─── GIVEN PASSAGE ───

I am training a model using tensorflow-metal and having training deadlock issue similar to (https://developer.apple.com/forums/thread/703081).
Following is a minimum code to reproduce the problem.
import tensorflow as tf
#dev = '/cpu:0'
dev = '/gpu:0'
epochs = 1000
batch_size = 32
hidden = 128
mnist = tf.keras.datasets.mnist
train, _ = mnist.load_data()
x_train, y_train = train[0] / 255.0, train[1]
with tf.device(dev):
model = tf.keras.models.Sequential()
model.add(tf.keras.layers.Flatten())
model.add(tf.keras.layers.Dense(hidden, activation='relu'))
model.add(tf.keras.layers.Dropout(0.3))
model.add(tf.keras.layers.Dense(hidden, activation='relu'))
model.add(tf.keras.layers.Dropout(0.3))
model.add(tf.keras.layers.Dense(10, activation='softmax'))

─── EXTRACTED MATERIAL ───

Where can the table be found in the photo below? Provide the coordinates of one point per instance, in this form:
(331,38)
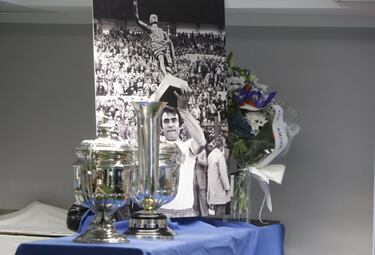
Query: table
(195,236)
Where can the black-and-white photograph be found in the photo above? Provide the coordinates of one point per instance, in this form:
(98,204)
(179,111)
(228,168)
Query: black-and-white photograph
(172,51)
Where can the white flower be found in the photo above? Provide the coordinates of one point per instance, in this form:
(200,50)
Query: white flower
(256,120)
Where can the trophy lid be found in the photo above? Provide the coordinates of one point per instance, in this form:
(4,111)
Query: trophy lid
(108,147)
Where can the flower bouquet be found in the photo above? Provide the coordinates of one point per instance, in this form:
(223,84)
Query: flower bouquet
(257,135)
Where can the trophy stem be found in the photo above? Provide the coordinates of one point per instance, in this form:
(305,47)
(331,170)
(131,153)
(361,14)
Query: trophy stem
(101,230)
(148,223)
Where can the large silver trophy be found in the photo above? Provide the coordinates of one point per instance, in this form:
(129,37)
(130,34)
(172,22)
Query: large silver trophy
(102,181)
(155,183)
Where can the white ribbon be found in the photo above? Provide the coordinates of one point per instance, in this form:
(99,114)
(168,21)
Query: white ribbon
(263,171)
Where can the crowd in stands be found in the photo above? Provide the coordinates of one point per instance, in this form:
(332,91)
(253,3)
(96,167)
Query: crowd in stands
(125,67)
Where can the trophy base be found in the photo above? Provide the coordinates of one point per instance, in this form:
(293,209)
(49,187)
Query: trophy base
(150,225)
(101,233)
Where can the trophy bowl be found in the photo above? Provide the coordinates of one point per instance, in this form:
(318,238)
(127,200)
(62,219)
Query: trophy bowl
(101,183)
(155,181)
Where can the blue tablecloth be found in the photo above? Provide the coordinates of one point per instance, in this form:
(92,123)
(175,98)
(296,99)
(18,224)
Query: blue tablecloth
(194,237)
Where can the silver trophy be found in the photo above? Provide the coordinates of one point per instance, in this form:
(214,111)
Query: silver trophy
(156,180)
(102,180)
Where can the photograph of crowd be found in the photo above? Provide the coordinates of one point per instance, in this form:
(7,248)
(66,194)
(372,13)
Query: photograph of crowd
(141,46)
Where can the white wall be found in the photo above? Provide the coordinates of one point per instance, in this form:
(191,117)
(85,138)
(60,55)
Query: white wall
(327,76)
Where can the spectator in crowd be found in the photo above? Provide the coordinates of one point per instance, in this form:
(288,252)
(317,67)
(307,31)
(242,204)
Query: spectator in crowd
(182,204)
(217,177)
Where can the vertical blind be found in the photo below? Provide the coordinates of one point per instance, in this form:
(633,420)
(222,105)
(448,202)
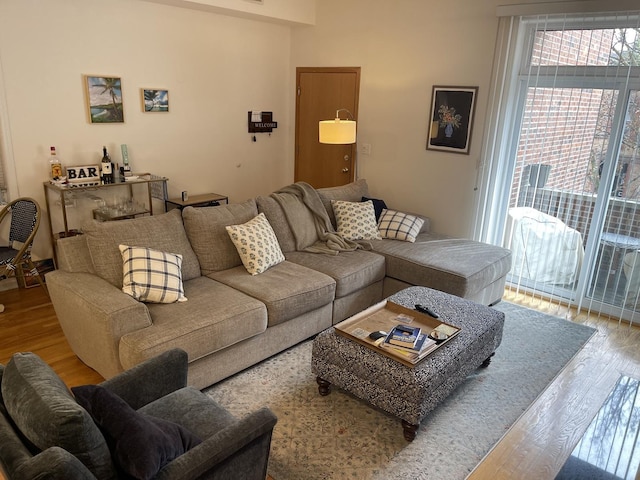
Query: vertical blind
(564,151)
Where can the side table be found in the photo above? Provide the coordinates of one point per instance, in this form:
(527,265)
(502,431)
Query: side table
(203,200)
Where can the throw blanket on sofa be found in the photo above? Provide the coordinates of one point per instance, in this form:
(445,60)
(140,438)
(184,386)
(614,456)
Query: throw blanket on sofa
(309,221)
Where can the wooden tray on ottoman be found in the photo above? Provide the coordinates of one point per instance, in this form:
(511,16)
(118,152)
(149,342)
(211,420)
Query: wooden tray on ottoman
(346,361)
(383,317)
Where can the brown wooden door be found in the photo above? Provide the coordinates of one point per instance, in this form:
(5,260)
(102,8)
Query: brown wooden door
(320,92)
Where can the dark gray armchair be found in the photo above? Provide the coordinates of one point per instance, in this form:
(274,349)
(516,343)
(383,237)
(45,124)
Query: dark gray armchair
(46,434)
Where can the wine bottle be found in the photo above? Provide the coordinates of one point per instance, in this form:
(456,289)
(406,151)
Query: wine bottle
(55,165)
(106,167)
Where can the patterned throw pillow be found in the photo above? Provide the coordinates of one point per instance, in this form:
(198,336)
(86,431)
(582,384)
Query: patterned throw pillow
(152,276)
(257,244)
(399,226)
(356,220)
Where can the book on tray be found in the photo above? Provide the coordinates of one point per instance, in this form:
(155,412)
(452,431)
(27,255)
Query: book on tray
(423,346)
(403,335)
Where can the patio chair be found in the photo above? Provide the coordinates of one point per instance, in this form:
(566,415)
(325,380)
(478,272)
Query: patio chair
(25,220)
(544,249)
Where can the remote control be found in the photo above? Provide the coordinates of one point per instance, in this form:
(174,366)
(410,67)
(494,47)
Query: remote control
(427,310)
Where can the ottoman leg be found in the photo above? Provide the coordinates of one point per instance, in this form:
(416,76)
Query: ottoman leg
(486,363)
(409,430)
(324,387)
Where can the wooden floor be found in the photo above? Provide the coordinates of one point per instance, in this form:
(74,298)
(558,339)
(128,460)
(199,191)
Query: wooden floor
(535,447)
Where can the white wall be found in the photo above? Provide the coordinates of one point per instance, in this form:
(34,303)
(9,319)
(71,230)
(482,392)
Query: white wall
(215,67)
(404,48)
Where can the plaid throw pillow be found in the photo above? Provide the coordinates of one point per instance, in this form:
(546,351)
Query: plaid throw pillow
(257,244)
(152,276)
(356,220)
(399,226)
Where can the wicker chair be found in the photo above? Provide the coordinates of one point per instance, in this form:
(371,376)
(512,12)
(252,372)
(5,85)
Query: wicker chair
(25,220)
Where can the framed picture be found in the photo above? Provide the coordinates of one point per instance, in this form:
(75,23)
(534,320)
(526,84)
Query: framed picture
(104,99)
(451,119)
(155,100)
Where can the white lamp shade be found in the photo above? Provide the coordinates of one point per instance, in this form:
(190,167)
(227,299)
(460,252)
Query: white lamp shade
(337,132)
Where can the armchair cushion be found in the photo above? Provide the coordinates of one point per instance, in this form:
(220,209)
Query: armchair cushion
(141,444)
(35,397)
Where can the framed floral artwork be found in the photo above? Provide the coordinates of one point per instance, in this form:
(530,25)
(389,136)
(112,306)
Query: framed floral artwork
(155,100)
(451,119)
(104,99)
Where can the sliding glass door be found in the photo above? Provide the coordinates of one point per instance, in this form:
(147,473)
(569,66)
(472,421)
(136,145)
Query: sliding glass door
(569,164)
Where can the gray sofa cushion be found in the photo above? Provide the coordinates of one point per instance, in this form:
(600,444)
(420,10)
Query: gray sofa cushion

───
─── EXTRACTED MATERIAL ───

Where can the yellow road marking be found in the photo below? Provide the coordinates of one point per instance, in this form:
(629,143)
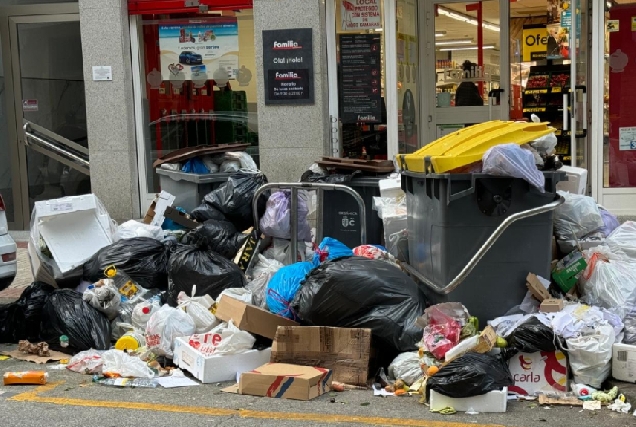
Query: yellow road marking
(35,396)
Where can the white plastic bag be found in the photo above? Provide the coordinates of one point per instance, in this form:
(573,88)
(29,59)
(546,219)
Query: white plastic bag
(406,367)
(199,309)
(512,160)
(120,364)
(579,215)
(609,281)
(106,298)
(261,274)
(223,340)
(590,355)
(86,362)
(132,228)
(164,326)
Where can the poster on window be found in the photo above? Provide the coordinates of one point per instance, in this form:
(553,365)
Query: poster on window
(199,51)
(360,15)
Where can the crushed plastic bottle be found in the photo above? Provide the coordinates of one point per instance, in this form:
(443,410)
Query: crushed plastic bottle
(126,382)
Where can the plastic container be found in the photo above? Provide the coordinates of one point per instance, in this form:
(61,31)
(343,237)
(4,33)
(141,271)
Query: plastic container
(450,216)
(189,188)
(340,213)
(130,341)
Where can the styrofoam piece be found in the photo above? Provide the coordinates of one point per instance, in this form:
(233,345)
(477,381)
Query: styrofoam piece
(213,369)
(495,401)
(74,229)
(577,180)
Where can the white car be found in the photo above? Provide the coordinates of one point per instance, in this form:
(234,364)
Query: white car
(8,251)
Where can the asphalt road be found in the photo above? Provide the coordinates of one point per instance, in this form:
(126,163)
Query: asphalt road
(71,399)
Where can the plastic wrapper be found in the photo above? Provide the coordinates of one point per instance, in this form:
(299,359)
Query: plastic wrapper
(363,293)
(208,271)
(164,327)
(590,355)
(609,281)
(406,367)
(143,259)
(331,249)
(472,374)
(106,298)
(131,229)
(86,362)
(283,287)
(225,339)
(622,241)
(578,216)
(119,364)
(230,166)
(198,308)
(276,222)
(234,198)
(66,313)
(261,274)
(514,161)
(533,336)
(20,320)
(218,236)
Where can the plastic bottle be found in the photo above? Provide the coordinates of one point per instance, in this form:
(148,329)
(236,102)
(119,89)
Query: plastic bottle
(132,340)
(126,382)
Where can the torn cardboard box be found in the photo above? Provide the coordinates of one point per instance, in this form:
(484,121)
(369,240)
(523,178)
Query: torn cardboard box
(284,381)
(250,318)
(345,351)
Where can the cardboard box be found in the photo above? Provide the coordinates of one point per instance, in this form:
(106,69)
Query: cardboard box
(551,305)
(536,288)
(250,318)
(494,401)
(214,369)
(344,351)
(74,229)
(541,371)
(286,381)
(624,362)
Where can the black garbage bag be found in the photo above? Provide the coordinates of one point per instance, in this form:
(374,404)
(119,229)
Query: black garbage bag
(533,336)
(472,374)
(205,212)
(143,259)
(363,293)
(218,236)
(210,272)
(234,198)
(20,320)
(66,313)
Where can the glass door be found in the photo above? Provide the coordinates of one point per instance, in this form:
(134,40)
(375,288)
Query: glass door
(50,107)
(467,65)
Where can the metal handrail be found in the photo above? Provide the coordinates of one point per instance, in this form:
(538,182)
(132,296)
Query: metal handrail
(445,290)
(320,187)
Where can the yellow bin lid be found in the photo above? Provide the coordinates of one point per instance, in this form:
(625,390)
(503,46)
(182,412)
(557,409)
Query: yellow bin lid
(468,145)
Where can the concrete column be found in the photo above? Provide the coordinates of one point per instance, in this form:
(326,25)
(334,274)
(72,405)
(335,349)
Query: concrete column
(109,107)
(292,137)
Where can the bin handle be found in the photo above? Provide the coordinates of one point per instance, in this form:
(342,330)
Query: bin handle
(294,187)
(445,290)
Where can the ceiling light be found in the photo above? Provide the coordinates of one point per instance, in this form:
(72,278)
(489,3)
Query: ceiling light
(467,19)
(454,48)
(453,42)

───
─── EXTRACTED MATERIAL ───

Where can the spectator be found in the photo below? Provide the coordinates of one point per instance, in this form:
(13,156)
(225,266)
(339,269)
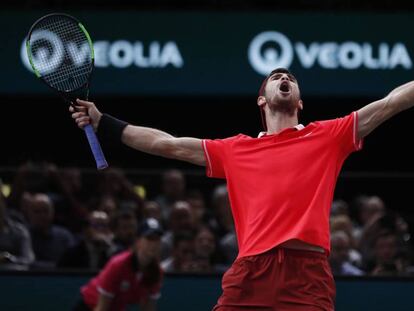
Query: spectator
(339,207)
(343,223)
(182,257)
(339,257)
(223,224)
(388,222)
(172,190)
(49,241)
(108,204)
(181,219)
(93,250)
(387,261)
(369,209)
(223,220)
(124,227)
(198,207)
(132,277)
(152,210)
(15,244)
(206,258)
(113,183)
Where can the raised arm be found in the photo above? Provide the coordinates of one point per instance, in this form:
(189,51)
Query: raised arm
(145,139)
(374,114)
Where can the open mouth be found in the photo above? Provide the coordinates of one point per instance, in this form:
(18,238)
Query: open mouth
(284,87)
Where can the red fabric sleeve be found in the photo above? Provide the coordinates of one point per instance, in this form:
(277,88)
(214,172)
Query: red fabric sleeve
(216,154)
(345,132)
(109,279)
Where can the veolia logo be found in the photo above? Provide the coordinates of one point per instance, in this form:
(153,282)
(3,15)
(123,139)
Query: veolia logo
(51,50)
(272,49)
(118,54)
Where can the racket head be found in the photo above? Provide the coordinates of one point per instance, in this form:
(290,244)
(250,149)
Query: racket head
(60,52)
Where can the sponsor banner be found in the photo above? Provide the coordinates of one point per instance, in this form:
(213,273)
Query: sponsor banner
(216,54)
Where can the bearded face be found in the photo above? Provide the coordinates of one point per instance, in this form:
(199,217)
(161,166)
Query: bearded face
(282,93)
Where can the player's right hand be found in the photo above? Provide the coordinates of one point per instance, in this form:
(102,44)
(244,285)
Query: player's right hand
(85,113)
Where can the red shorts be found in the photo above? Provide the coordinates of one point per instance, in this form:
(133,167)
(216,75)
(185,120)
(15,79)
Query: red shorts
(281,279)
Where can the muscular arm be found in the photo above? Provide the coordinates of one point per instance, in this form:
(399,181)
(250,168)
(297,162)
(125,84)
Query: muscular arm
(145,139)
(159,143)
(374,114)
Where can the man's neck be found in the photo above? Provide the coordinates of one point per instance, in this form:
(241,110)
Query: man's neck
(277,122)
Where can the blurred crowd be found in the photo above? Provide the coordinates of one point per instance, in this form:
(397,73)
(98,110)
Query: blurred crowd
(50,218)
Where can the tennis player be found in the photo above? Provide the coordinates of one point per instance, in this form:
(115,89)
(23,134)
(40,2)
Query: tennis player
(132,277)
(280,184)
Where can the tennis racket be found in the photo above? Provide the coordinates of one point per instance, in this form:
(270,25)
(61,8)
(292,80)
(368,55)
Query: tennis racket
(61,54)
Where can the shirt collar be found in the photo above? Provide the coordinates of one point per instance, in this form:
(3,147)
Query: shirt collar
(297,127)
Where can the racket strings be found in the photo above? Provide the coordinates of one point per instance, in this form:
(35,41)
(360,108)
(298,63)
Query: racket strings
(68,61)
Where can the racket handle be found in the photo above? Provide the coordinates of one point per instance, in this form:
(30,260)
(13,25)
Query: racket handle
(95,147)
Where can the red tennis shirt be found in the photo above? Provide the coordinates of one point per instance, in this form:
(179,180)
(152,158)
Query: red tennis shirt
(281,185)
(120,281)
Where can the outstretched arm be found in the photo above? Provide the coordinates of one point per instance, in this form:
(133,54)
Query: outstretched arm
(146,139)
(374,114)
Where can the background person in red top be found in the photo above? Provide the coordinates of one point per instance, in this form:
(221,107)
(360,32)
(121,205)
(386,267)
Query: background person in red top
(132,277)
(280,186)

───

| SET TASKS |
1. In the tensorflow-metal forum post, why does the poster include the code listing? Answer in one to three sentences.
2. What dropout rate does the code in the tensorflow-metal forum post use for its Dropout layers?
3. Continue the tensorflow-metal forum post from the final line of its code listing.

| ANSWER SET |
1. The poster offers it as a minimum code that reproduces the deadlock problem they are encountering with tensorflow-metal. The post describes this problem as similar to the one in the linked Apple developer forum thread.

2. 0.3

3.
model.compile(loss='sparse_categorical_crossentropy', optimizer='adam', metrics=['accuracy'])
model.fit(x_train, y_train, batch_size=batch_size, epochs=epochs)
Test configurations are:
MacBook Air M1
macOS 12.4
tensorflow-deps 2.9
tensorflow-macos 2.9.2
tensorflow-metal 0.5.0
With this configuration and above code, training stops in the middle of 27th epoch (100% as far as I have tested).
Interestingly, the problem can not be reproduced if I change any of following.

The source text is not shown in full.